Pointing records:
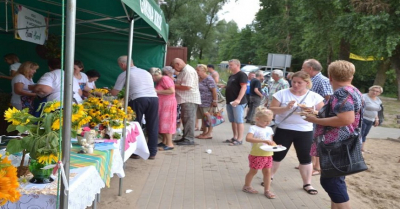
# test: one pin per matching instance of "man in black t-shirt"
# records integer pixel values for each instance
(255, 96)
(236, 101)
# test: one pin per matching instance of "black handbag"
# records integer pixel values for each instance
(341, 158)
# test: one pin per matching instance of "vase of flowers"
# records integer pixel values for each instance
(43, 138)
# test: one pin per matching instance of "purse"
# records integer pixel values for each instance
(380, 115)
(341, 158)
(214, 117)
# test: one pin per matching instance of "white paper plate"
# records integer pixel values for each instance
(269, 148)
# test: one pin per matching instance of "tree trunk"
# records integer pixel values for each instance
(395, 60)
(344, 53)
(380, 77)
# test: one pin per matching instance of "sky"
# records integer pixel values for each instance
(242, 12)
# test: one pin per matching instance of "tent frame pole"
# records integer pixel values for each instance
(67, 107)
(127, 71)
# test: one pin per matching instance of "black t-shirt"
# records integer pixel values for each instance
(255, 83)
(233, 87)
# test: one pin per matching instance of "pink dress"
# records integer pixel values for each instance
(166, 107)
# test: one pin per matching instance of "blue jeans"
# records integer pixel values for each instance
(148, 106)
(366, 127)
(235, 114)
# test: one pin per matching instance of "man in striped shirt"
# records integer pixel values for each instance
(320, 85)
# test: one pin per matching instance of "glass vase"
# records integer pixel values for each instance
(40, 176)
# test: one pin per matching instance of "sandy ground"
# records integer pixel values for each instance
(379, 186)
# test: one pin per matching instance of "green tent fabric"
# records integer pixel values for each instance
(102, 30)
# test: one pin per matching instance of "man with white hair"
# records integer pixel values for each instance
(142, 99)
(188, 96)
(276, 85)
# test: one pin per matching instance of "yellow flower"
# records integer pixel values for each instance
(47, 159)
(56, 125)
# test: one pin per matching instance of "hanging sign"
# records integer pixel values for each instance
(30, 26)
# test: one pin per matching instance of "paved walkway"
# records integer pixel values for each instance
(188, 177)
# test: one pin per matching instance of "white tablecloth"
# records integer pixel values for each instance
(139, 147)
(85, 184)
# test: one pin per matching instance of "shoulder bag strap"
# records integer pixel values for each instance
(277, 124)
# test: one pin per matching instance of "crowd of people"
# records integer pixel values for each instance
(180, 94)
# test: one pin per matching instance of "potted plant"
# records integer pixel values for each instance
(42, 135)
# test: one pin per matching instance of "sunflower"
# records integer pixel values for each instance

_TASK DESCRIPTION_: Exactly as written, return every line of the listing, but not the pictures.

_THE SOLUTION_:
# test: one pin per matching instance of "man in black t-shirt"
# records integer pixel values for each instance
(255, 96)
(236, 101)
# test: one pin per matching instance of "black handbag"
# records integer pixel values for each instance
(341, 158)
# test: one pin per matching instance of "vase of flowers"
# records integer pixel values for each instance
(43, 138)
# test: one pin per matching instance of "purse"
# records integer pixel values for each instance
(380, 115)
(341, 158)
(214, 117)
# test: one pin per matching instance of "white paper plate"
# records integer pixel values for each instance
(269, 148)
# test: one pin per matching instance of "tree trunk"
# records integer pixel values for each instance
(395, 60)
(344, 53)
(380, 77)
# test: one pin per matching instance of "sky"
# records integer pixel values for each instance
(242, 12)
# test: one pin per matching instance of "tent frame pole"
# records integer pixel values for each instance
(67, 107)
(127, 71)
# test: one pin per matching instance of "black t-shirt"
# records integer pixel values for each instance
(255, 83)
(233, 87)
# test: one pin per matching instance of "pink dress"
# records integer pixel values for each instance
(166, 107)
# test: one pin per matching instance of "blue jeans"
# records integer pixel values for each instance
(148, 106)
(366, 127)
(235, 114)
# test: one pin per matching instance of "man in striped shirt"
# records integer pixel values for each instance
(320, 85)
# test: one pin per matching instance of "glass vase"
# records integer pixel values for each instance
(40, 176)
# test: one pin per matching instance of "sandy ground"
# records integer pixel values for each instance
(379, 186)
# test: one pin per matching instance of "green tent fabric"
# records integer pixel values for each instance
(102, 30)
# test: one pin per matching instance of "man with white hair"
# records integer pixel values for each instance
(142, 99)
(188, 96)
(276, 85)
# test: one pin per matching instance of "yellow flower"
# records integer pixel values for each instance
(47, 159)
(56, 125)
# test: one pin per matching instance of "hanging sign"
# records integer pixel values for each instance
(30, 26)
# test: one pin per matching instance of "paved walkway"
# records integer pixel values for each instance
(188, 177)
# test: one pin per matching instance of "white tablecloth"
# records integer pixel values for each instance
(139, 147)
(85, 184)
# test: one pin per matching instance of "shoulder bag strap"
# records integer pixel values for each instance
(277, 124)
# test: one pin per matching instance of "crowd of people"
# records integer pixel values for each instance
(180, 94)
# test: one pin per matching instance of "potted plant"
# records integer pixel values for each instance
(42, 135)
# test: one pin per matching instance of "sunflower"
# records integer pixel values for each instance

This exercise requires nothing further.